Jawablah pertanyaan berikut berdasarkan teks tentang pintu.
(a) Seperti apa tampilan pintu yang ditemui pencerita?
(b) Benda apa yang diberikan si pemilik pintu kepada pencerita?
(c) Apa yang dilakukan si pemilik pintu setelah memberikan benda itu?

:: KUTIPAN TEKS ::

<<<<

Saya berjalan menyusuri lika-liku kehidupan dan sampailah saya didepan sebuah pintu. Pintu itu rapuh, namun sangat menarik perhatian saya untuk mendekat. Perlahan tapi pasti, saya dekati pintu itu. Tampilan pintunya yang rapuh itu memang gangguan terberat untuk saya, tapi saya penasaran. Ingin mendekat dan terus melihat dari dekat.
Saya duduk didepan pintu itu. Setiap hari. Tak saya temukan sedikitpun petunjuk apa-pun dari pintu itu. Tidak sama sekali.
Suatu hari, saya letih dan titik jenuh saya sudah mencapai puncaknya. Saya putuskan untuk melanjutkan perjalanan, namun hari itu, si pemilik pintu menampakan diri dan kami mulai mengenal. Banyak bercerita dan berceloteh. Banyak tertawa dan menangis. Banyak berharap dan mengeluh. Kami menjadi dekat.
*
Kami berbagi rahasia. Banyak bercerita dan berceloteh. Banyak tertawa dan menangis. Banyak berharap dan mengeluh. Kami semakin dekat.
Si pemilik pintu memberikan sebuah kunci karena rupanya ia menyadari ketertarikan saya yang besar akan pintu yang rapuh dan rupawan itu. Ia berkata bahwa saya akan bisa memegang kunci, namun ia tidak berkata kapan saya harus membuka pintu itu.
Setelah si pemilik pintu memberikan kunci, ia pergi dan tak pernah menampakan diri lagi.

>>>>

Catatan anotasi garis luar
<<<<

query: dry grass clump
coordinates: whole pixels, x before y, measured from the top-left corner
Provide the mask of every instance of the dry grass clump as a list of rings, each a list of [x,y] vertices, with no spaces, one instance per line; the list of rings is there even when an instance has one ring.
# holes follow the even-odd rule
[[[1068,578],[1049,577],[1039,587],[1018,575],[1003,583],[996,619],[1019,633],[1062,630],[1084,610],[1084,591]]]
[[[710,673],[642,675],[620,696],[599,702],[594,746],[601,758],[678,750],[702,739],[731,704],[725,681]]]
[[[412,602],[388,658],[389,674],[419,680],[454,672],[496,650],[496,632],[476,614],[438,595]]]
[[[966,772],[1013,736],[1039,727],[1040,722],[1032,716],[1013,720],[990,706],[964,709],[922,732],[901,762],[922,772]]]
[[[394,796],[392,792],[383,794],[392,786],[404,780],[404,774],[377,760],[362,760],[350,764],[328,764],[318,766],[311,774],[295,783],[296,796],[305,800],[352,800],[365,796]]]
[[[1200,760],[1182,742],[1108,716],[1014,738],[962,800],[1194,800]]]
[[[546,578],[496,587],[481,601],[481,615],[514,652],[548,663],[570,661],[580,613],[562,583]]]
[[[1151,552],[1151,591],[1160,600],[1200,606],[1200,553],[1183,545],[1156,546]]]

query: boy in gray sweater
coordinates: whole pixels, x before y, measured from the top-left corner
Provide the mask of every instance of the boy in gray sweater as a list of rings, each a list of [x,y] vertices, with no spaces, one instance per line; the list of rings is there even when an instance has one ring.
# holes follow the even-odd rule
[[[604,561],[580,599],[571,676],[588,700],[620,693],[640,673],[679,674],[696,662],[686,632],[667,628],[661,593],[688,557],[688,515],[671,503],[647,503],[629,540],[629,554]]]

>>>>

:: PENYELESAIAN ::
(a) Pintu itu rapuh, tetapi sangat menarik perhatian pencerita.
(b) Si pemilik pintu memberikan sebuah kunci.
(c) Ia pergi dan tidak pernah muncul lagi.